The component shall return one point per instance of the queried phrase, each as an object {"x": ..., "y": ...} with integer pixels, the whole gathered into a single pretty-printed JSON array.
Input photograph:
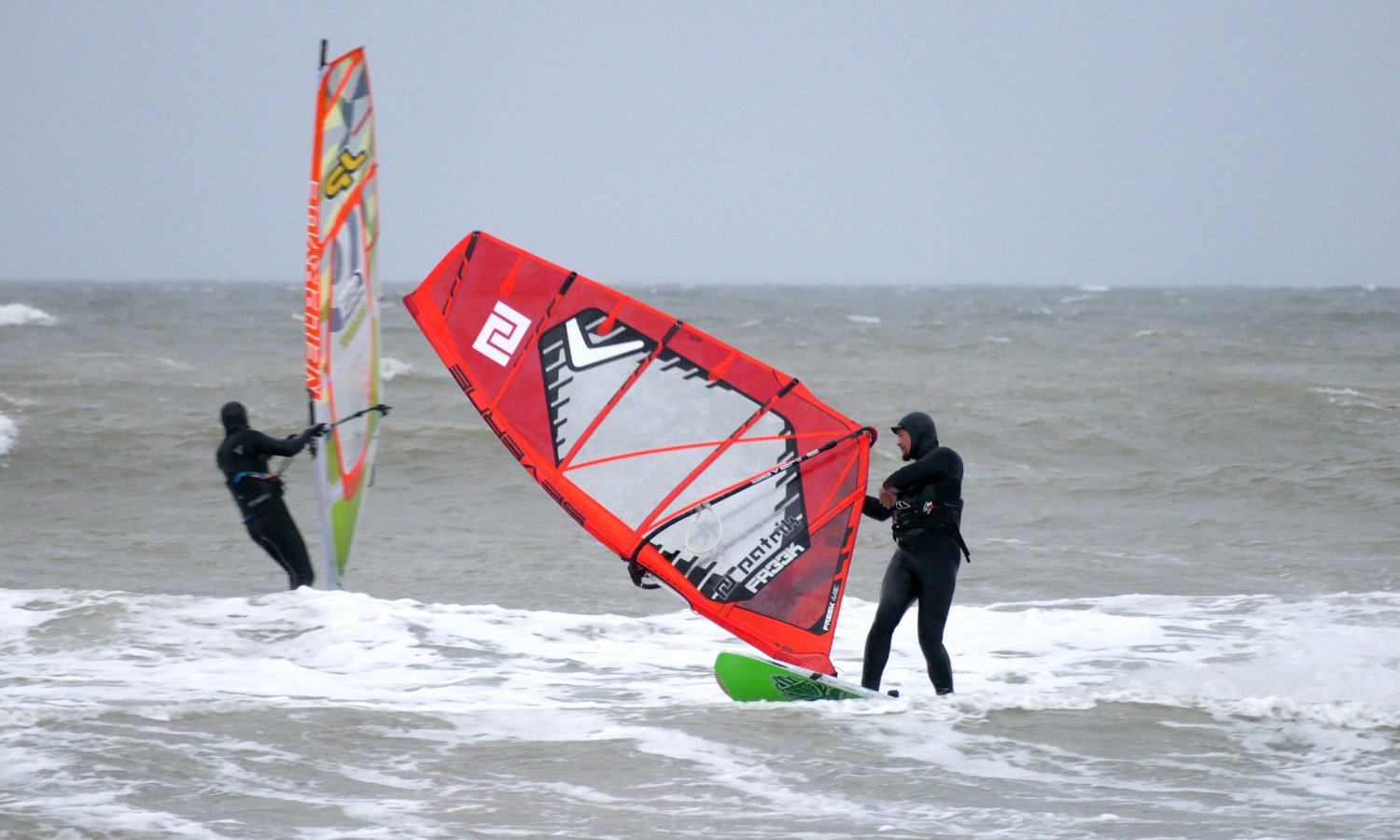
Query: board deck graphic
[{"x": 748, "y": 679}]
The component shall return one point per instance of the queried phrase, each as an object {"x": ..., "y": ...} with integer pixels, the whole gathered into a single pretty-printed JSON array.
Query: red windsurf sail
[{"x": 717, "y": 473}]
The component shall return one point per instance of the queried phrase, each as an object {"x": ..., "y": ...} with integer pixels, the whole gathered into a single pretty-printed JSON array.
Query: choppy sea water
[{"x": 1181, "y": 619}]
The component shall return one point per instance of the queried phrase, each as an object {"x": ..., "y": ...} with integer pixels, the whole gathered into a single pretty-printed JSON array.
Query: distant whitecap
[{"x": 21, "y": 314}]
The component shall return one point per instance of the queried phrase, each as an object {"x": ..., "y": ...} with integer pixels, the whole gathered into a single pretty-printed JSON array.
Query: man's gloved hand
[{"x": 638, "y": 576}]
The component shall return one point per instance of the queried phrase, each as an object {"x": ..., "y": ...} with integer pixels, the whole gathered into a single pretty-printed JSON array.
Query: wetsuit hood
[
  {"x": 923, "y": 434},
  {"x": 234, "y": 416}
]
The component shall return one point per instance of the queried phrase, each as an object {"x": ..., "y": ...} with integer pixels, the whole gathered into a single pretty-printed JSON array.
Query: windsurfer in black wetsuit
[
  {"x": 243, "y": 456},
  {"x": 926, "y": 500}
]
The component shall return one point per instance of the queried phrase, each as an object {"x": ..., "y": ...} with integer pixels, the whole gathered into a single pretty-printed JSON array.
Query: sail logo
[
  {"x": 342, "y": 176},
  {"x": 581, "y": 355},
  {"x": 501, "y": 333}
]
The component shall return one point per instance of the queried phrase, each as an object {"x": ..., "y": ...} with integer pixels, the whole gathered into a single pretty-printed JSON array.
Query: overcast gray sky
[{"x": 1033, "y": 143}]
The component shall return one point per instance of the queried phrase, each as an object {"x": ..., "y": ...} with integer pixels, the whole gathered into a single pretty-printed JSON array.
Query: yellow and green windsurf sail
[{"x": 342, "y": 318}]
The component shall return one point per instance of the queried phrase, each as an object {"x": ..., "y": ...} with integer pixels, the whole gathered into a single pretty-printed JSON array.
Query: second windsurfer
[{"x": 243, "y": 456}]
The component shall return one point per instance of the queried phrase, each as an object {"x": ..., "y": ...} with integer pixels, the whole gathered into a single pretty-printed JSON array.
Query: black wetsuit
[
  {"x": 243, "y": 456},
  {"x": 924, "y": 567}
]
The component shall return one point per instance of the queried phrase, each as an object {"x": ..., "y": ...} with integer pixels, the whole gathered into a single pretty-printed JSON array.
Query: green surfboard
[{"x": 749, "y": 678}]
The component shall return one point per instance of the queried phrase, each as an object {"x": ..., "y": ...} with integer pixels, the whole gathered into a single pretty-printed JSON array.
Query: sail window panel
[
  {"x": 741, "y": 461},
  {"x": 671, "y": 405},
  {"x": 730, "y": 551},
  {"x": 632, "y": 487}
]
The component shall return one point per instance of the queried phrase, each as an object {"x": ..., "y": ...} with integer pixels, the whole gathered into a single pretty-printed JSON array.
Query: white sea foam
[
  {"x": 437, "y": 680},
  {"x": 21, "y": 315}
]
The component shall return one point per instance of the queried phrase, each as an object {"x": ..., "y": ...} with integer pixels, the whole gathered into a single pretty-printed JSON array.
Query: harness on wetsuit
[
  {"x": 918, "y": 514},
  {"x": 252, "y": 489}
]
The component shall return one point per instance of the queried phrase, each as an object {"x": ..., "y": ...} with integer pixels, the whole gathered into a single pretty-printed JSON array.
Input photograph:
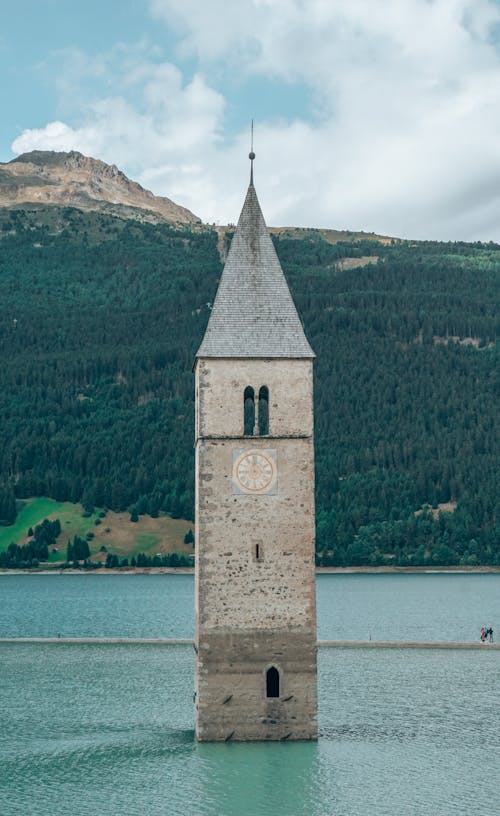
○ ○ ○ ○ ○ ○ ○
▸ Problem:
Pull out every line of the items above that contains the word "sail", and copy each one in full.

▸ Response to this exercise:
Query: red windsurf sail
Query: sail logo
Query: yellow and green windsurf sail
Query: sail window panel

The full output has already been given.